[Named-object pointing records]
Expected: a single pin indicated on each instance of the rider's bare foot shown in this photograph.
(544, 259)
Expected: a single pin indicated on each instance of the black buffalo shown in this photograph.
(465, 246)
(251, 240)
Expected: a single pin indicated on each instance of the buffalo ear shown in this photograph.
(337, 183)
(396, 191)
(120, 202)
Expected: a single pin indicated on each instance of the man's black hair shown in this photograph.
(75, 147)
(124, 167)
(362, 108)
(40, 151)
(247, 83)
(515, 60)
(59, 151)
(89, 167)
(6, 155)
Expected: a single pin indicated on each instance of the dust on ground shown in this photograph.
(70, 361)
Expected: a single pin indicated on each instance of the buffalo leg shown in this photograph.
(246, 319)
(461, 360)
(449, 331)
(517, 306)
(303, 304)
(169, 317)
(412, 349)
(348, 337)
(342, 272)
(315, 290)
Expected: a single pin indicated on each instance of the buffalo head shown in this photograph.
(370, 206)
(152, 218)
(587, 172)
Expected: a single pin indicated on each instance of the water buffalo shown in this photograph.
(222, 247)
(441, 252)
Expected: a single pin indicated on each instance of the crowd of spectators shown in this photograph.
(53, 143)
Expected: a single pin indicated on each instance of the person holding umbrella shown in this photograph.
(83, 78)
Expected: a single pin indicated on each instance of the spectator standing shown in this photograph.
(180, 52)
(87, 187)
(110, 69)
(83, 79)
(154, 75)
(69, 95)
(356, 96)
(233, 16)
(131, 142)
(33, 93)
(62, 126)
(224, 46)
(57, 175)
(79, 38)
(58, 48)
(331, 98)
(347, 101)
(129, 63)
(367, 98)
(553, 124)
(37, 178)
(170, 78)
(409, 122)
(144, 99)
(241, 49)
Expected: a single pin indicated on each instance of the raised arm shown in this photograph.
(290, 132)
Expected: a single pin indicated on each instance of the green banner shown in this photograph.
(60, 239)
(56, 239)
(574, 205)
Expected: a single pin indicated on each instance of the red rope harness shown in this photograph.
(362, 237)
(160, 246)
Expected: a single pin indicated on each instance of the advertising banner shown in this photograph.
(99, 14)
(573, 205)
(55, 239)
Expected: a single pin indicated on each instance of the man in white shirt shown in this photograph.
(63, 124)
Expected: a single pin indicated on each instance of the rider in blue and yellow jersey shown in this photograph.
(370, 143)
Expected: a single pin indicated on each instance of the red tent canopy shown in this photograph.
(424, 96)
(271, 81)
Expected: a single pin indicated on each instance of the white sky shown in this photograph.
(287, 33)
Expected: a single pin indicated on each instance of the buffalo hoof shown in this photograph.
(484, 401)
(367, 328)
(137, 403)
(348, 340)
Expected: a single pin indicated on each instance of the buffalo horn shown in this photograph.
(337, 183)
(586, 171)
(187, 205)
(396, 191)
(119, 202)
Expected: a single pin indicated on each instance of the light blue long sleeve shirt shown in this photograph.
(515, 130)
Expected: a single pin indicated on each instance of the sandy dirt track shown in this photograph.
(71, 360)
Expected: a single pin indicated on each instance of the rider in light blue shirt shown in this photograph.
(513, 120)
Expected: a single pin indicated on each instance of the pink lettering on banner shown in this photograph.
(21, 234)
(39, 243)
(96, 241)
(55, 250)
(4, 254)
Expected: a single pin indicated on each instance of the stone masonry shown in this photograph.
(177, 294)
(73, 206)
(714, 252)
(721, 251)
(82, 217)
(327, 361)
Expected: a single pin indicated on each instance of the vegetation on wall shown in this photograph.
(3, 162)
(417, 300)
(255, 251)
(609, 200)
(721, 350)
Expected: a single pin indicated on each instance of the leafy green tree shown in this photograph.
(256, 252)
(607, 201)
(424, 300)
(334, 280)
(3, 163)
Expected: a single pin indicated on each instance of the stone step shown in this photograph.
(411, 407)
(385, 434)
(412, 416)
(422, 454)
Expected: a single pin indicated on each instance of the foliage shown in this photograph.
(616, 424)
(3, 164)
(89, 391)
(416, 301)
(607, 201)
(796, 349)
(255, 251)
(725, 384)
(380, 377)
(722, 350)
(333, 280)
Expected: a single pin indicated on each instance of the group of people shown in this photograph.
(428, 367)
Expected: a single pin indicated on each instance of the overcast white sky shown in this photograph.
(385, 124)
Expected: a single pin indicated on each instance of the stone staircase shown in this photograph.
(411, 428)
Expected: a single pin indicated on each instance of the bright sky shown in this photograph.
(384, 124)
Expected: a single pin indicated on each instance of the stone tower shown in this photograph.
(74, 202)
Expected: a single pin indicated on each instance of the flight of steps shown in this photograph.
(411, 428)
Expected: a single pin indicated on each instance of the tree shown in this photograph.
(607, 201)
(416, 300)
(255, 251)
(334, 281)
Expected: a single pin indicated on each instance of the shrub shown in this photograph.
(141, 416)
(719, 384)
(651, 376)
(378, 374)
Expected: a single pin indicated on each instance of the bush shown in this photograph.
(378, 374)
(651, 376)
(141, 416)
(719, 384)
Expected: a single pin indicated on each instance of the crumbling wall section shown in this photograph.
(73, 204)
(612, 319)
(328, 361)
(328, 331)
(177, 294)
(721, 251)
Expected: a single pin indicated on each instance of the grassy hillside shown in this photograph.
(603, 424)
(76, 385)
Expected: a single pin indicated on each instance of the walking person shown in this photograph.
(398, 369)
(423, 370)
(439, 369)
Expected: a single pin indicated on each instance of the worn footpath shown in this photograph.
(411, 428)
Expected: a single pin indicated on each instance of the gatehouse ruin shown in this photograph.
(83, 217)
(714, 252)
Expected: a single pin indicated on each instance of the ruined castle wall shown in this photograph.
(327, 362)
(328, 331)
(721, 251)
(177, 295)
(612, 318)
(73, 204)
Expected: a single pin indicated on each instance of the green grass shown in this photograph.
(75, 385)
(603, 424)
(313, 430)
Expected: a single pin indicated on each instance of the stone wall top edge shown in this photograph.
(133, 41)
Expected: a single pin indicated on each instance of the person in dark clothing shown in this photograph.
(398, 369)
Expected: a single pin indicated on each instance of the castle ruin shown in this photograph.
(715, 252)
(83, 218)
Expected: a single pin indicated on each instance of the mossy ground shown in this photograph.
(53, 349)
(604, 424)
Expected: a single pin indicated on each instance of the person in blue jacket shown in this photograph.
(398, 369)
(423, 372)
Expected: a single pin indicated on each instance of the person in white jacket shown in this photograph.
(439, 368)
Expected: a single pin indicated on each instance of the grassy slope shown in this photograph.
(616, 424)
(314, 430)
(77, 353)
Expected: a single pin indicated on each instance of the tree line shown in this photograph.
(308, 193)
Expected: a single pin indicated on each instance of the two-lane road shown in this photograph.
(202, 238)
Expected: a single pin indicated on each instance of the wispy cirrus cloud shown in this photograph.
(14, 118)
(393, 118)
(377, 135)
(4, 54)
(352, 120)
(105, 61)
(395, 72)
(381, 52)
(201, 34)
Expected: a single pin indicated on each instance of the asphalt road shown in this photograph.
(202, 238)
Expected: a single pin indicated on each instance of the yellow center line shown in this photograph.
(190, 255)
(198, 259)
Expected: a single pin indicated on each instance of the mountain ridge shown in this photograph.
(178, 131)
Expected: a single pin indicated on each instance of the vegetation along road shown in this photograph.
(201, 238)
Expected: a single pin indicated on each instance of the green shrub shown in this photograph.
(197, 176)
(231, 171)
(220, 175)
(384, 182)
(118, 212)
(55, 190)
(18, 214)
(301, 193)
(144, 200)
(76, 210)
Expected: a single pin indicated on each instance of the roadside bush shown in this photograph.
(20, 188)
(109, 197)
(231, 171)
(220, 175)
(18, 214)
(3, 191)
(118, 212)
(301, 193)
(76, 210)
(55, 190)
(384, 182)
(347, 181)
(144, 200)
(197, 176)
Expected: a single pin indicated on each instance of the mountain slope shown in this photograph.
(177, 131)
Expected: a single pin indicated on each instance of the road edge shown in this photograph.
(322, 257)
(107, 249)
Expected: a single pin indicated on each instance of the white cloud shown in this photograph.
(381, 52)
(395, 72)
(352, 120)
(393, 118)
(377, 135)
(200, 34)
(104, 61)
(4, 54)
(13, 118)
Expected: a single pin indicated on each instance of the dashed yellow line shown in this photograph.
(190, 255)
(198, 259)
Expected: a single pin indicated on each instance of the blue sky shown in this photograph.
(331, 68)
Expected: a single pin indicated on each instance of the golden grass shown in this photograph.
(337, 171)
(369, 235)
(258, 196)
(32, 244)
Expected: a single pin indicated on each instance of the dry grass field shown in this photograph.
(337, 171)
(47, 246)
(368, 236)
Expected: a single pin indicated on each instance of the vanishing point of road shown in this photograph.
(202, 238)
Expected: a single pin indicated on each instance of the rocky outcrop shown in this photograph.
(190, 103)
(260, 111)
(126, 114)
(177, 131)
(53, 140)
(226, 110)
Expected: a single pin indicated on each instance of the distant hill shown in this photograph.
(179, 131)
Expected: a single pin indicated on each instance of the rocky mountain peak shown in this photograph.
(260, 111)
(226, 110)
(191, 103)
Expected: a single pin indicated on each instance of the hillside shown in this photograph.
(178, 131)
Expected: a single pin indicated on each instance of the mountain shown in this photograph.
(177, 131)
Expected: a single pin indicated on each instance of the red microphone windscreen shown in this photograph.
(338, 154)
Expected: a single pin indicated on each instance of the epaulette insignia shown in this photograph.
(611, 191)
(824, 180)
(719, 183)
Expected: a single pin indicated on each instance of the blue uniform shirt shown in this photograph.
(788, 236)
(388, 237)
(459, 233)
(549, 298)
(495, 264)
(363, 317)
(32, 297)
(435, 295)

* _Work required_:
Copy out the lines starting at the one containing "Expected: a single pin indicated on each instance of the distant" and ending with the last line of the entries. Include nothing else.

* _Final result_:
Expected: a single pin indicated on each instance of the distant hill shown in this photograph.
(179, 131)
Expected: a single pin indicated on each instance of the rocky mountain peak shown in this photograph.
(260, 111)
(226, 110)
(191, 103)
Expected: a single pin indicated on each instance of the hillside shown in this photograph.
(178, 131)
Expected: a single pin indicated on each instance of the mountain shown in this photograph.
(177, 131)
Expected: a single pin indicated on each instance of the red microphone windscreen shown in this photograph.
(338, 154)
Expected: a single pin indicated on each instance of the epaulette insignia shown in this photograph.
(611, 191)
(824, 180)
(719, 183)
Expected: a single pin indicated on each instance of the blue uniform shirt shown in this photograph.
(788, 236)
(388, 237)
(459, 233)
(549, 298)
(495, 264)
(363, 317)
(32, 297)
(435, 295)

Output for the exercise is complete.